• SELECTED PASSAGE:
++++++

Interview with Natalie Barr, Sunrise, 4 September 2025

Senator Nampijinpa Price talks to Natalie Barr on Sunrise

4 September 2025

Subjects: Criminalising flag burning; flag as national unity vs. division under multiple flags; pro-Australian marches showing public sentiment; rejecting neo-Nazis and extremist groups; condemning rising antisemitism; failures of Albanese to call out extremism; call for unity under one flag and shared Australian pride. 

E&OE……………

NATALIE BARR:
A rejection of Australia and all that it stands for or a simple act of freedom of speech. The debate on the burning of our national flag intensified this week after Liberal Senator Jacinta Nampijinpa Price called on politicians to criminalise it.

[Excerpt]

SENATOR JACINTA NAMPIJINPA PRICE:
Things need to change, especially at a time when our nation is facing social cohesion challenges unlike we've seen in generations. The Coalition calls on the Albanese government to enact legislation that criminalises the destruction or desecration of our national flag.

++++++

• BRIEF A: Please repeat the interview word for word, starting at "Subjects: Criminalising flag" and ending at "shared Australian pride.".
• BRIEF B: Condense the interview paragraph that opens with "Things need to change" into one sentence that keeps its main facts.
The entries after the interview aren't needed for anything here.

++++++

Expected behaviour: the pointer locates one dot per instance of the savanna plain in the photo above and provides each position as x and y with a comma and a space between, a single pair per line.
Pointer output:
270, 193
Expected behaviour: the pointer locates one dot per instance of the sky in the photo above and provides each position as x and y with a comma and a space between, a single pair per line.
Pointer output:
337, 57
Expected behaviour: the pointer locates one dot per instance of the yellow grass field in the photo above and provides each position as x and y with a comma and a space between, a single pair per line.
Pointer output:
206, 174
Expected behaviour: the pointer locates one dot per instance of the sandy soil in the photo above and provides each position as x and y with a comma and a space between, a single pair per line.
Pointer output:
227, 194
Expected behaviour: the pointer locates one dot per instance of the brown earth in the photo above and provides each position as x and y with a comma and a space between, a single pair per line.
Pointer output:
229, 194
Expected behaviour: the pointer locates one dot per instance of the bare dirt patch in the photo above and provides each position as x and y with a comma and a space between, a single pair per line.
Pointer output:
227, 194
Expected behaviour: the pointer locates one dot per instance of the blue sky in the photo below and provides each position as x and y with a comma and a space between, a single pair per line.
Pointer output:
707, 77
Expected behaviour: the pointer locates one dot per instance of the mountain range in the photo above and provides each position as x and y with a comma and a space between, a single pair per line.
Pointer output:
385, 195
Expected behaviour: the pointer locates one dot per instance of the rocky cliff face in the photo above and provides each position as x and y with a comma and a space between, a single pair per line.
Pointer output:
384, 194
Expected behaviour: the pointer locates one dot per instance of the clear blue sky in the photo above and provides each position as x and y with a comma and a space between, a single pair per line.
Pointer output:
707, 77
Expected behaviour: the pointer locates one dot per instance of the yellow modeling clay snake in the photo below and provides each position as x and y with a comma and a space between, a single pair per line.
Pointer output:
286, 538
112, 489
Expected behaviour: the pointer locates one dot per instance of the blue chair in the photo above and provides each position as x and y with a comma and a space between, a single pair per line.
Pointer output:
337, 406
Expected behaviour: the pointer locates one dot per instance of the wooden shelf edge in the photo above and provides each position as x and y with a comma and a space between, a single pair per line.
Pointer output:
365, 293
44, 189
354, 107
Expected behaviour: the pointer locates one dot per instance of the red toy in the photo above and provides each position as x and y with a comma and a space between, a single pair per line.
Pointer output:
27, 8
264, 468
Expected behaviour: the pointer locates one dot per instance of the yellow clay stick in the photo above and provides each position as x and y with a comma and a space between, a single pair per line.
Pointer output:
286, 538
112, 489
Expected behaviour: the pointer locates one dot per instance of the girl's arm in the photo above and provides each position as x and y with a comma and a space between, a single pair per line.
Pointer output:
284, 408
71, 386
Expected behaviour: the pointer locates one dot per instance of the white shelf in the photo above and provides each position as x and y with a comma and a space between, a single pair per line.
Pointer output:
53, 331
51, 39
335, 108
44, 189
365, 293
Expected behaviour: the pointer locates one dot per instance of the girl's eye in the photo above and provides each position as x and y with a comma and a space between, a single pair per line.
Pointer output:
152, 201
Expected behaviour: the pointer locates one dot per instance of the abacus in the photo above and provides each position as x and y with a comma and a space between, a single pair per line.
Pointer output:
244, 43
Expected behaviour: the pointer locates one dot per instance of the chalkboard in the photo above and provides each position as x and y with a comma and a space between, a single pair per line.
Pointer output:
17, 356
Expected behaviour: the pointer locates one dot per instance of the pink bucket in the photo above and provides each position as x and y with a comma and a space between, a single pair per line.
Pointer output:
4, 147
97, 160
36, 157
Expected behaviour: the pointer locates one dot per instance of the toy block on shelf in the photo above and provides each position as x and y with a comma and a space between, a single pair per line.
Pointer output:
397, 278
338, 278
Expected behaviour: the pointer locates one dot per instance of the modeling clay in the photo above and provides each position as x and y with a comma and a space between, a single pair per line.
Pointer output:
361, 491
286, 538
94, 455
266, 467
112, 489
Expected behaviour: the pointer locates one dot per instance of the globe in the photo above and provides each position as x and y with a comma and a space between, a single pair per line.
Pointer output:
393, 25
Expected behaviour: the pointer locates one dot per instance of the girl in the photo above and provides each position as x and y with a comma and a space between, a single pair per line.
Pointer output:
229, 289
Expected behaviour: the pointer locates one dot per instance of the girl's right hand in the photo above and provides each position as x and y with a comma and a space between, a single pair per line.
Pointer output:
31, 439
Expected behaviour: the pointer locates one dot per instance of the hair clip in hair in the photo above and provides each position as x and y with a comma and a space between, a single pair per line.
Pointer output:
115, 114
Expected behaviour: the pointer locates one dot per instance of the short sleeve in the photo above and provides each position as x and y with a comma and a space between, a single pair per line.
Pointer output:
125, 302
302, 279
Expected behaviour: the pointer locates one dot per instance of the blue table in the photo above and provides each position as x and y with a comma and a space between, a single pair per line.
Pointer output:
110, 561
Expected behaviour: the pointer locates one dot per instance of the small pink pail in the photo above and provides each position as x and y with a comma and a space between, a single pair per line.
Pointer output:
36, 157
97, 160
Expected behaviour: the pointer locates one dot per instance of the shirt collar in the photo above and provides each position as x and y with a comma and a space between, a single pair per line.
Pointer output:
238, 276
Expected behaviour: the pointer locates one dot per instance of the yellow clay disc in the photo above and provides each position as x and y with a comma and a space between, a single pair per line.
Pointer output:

++++++

• CORRECT RESPONSE A:
Subjects: Criminalising flag burning; flag as national unity vs. division under multiple flags; pro-Australian marches showing public sentiment; rejecting neo-Nazis and extremist groups; condemning rising antisemitism; failures of Albanese to call out extremism; call for unity under one flag and shared Australian pride.

• CORRECT RESPONSE B: Saying things must change while the nation faces social cohesion challenges unlike any in generations, the Coalition calls on the Albanese government to pass legislation criminalising the destruction or desecration of the national flag.